> _CHALLENGE_
Could you print all the entries exactly?

> _ENTRIES SUPPLIED_
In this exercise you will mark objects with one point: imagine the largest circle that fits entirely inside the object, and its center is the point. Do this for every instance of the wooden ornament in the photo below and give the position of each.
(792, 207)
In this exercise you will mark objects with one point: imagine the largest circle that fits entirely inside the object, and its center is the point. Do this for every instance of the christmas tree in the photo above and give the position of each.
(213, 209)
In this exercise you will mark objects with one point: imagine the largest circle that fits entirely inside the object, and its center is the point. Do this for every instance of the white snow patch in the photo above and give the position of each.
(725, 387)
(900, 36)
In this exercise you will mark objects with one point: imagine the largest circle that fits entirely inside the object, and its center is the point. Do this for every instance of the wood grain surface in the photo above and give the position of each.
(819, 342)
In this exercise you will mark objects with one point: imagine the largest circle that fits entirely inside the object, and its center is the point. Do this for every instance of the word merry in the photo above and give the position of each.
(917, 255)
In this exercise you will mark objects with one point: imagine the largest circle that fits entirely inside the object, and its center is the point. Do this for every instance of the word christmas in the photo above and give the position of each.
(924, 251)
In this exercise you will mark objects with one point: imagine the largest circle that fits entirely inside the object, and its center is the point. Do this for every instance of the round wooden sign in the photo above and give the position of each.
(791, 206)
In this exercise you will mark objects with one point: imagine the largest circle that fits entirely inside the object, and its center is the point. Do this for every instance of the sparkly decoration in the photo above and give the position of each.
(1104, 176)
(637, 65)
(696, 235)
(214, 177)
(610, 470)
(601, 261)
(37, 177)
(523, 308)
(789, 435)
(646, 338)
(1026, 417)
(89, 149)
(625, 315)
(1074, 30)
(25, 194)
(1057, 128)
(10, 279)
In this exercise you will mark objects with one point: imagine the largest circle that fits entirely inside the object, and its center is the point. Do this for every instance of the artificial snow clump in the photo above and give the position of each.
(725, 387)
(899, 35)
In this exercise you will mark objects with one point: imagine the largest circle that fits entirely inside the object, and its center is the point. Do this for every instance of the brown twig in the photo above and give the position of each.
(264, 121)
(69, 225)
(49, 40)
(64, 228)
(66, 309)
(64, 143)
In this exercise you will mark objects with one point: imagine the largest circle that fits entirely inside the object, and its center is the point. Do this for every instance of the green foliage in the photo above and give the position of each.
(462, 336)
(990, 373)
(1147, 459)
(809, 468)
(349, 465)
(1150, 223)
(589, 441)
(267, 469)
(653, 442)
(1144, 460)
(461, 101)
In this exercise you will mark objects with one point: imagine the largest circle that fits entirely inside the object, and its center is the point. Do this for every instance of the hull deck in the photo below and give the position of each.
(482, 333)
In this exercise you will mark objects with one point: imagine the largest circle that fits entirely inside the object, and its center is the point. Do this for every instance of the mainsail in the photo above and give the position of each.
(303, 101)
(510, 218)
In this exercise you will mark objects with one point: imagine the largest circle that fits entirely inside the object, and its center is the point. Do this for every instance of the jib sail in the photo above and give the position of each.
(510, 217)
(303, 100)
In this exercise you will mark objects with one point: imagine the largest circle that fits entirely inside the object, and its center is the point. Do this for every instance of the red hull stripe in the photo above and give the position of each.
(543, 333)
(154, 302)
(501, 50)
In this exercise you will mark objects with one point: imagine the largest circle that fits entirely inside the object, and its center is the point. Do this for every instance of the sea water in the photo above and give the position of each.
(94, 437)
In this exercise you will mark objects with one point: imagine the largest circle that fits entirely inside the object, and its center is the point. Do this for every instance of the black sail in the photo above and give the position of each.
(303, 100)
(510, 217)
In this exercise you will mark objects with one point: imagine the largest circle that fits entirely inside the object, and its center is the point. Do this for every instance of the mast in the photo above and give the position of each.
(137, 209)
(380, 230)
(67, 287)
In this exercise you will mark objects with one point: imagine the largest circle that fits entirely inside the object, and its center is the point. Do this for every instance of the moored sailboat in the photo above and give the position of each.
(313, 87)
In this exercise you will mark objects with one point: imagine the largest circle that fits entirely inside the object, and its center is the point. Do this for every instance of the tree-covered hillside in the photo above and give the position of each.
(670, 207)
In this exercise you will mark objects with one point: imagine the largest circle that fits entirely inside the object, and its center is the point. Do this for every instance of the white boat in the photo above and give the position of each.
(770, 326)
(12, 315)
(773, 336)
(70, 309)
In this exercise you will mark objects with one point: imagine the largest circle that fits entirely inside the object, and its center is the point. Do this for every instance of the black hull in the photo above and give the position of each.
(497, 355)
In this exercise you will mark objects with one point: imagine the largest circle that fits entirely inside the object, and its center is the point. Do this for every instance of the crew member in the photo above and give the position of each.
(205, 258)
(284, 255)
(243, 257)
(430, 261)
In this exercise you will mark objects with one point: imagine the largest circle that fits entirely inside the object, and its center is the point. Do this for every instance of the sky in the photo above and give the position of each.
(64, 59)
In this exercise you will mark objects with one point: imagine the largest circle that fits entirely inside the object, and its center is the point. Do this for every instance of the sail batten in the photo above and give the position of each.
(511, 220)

> _EXERCISE RESULT_
In this exercise you will mark objects with one point: imagine the largest circle that fits entirely inside the object, and its center is the point. Do this for every instance of the wooden ornament in the photo below and give the position of each.
(792, 207)
In this exercise you will mark objects with one point: imagine the largest circle that fits entirely inside the object, and its center is the point. Do this for every instance of the christmas tree in the photo above and give the position of each.
(213, 209)
In this exercise you will mark objects with one point: imagine the largest circle that fits entirely inside the object, and its center is the point. Do this for every instance of the white snow patch in the photo above and give the position of each.
(725, 387)
(900, 36)
In this exercise you will mark objects with one point: imagine the largest circle that fits entirely inside the object, and its center is the point. Do this for every instance of the wood grain surface in the photo above and give the position of each.
(819, 342)
In this exercise you will mark objects with one point: imagine the largest circle that fits entirely inside the object, and its center is the point. Do this for every instance of the word merry in the photo above and give the position of each.
(917, 255)
In this exercise you will mark objects with one point: imagine the largest circle that fits entirely inside the object, and its center is the point. Do this for every instance of the word christmas in the photo above and give the position of each.
(924, 251)
In this exercise you will mark objects with one point: imagine the largest circle that fits entirely inside the object, and its center is the point. Do this for every instance of the round wooden sign in the photo above and give the position of each.
(791, 206)
In this exercise you will mark objects with one point: imagine the largest circle that fits entirely inside the object, and its center is the point. Do this for every instance of the sparkly decoration in the photo above and give the position of each.
(1104, 176)
(637, 65)
(696, 235)
(214, 177)
(610, 470)
(601, 261)
(37, 177)
(523, 308)
(789, 435)
(646, 338)
(1026, 417)
(89, 149)
(625, 315)
(1074, 30)
(25, 194)
(1057, 128)
(10, 279)
In this exercise you will mark objects with one point: imagine the largest circle that fits entirely inside the object, and its center is the point. Do this for every instance of the artificial snow clump in the photo above and give the position of each.
(725, 387)
(899, 35)
In this exercise you will mark objects with one point: imagine the largest circle that fits entirely inside the object, and its center is the point. Do this for every instance of the brown twig in the photo above and give the position of each.
(264, 121)
(69, 225)
(49, 40)
(64, 228)
(66, 309)
(64, 143)
In this exercise you will mark objects with one point: imagine the largest circle that fits entirely inside the object, and its center is the point. Do this for every instance of the green foliage in the photo above and give the position of each.
(462, 336)
(990, 373)
(1147, 459)
(809, 468)
(349, 465)
(1150, 223)
(589, 441)
(267, 469)
(653, 442)
(1144, 460)
(461, 101)
In this exercise you will mark objects with one point: imagine the largest circle that fits entirely inside the object, and its center is the point. Do this for every instance of the hull deck in the photo below and give the position of each.
(482, 333)
In this exercise you will mark objects with one point: imagine the largest circle that fits entirely inside the object, and its center is the point. Do this for every instance of the mainsail in the photo above and give the position of each.
(303, 101)
(510, 218)
In this exercise you will mark objects with one point: imagine the largest circle that fits entirely inside the object, and its center is the point. Do this for every instance of the jib sail in the photo above and give the position of each.
(510, 217)
(303, 100)
In this exercise you will mark objects with one point: imagine the largest circle that fits entirely inside the object, and its center is the point. Do this for every instance of the red hull stripe in the photo above and give the position of each.
(543, 333)
(154, 302)
(501, 50)
In this exercise you will mark objects with one point: imagine the largest circle that fits entirely inside the object, and its center is the point. Do this for every instance of the sea water in the photo above and give the position of each.
(94, 437)
In this exercise you will mark objects with one point: imagine the largest circle that fits entirely inside the object, and its center is the point. Do this for every instance of the black sail in the photo above and give the position of each.
(303, 100)
(510, 217)
In this exercise you will mark objects with one point: imagine the largest circle that fits entirely inside the object, and its center is the point. Do this for every instance of the mast in the photo above and give the position of each.
(137, 209)
(380, 230)
(67, 287)
In this exercise you will mark objects with one point: imagine the largest circle that fits entirely inside the object, and its center is the point. Do this for every instance of the moored sailboat in the photo above and give the position of each.
(313, 87)
In this exercise you will mark objects with one point: imagine the largest circle that fits entirely inside the object, and its center is the point. Do this for every instance of the tree-covered hillside in the photo above and give the position of each.
(670, 207)
In this exercise you will mark objects with one point: imagine the largest circle that fits entirely inside the object, and its center is the point. Do this for every instance of the white boat in the photo above and give the position of each.
(770, 326)
(12, 315)
(773, 336)
(70, 309)
In this exercise you will mark objects with one point: imagine the largest circle that fits entirely inside the object, and its center is the point. Do this for every instance of the black hull in the photo above and give the position of each.
(497, 355)
In this exercise you will mark objects with one point: imagine the largest circle that fits entirely inside the object, and its center is the point. Do this for every instance of the crew member in the photo above and give the position of each.
(205, 258)
(284, 255)
(243, 257)
(430, 261)
In this exercise you will mark objects with one point: imagine the largest circle that fits entirely inside the object, and its center is the point. Do this for every instance of the sky in the photo above and give the position of each.
(64, 59)
In this exercise you will mark objects with one point: imagine the largest circle that fits entirely inside the object, and its center is the point. Do this for every instance of the sail batten in the photo above and give the position of each.
(511, 220)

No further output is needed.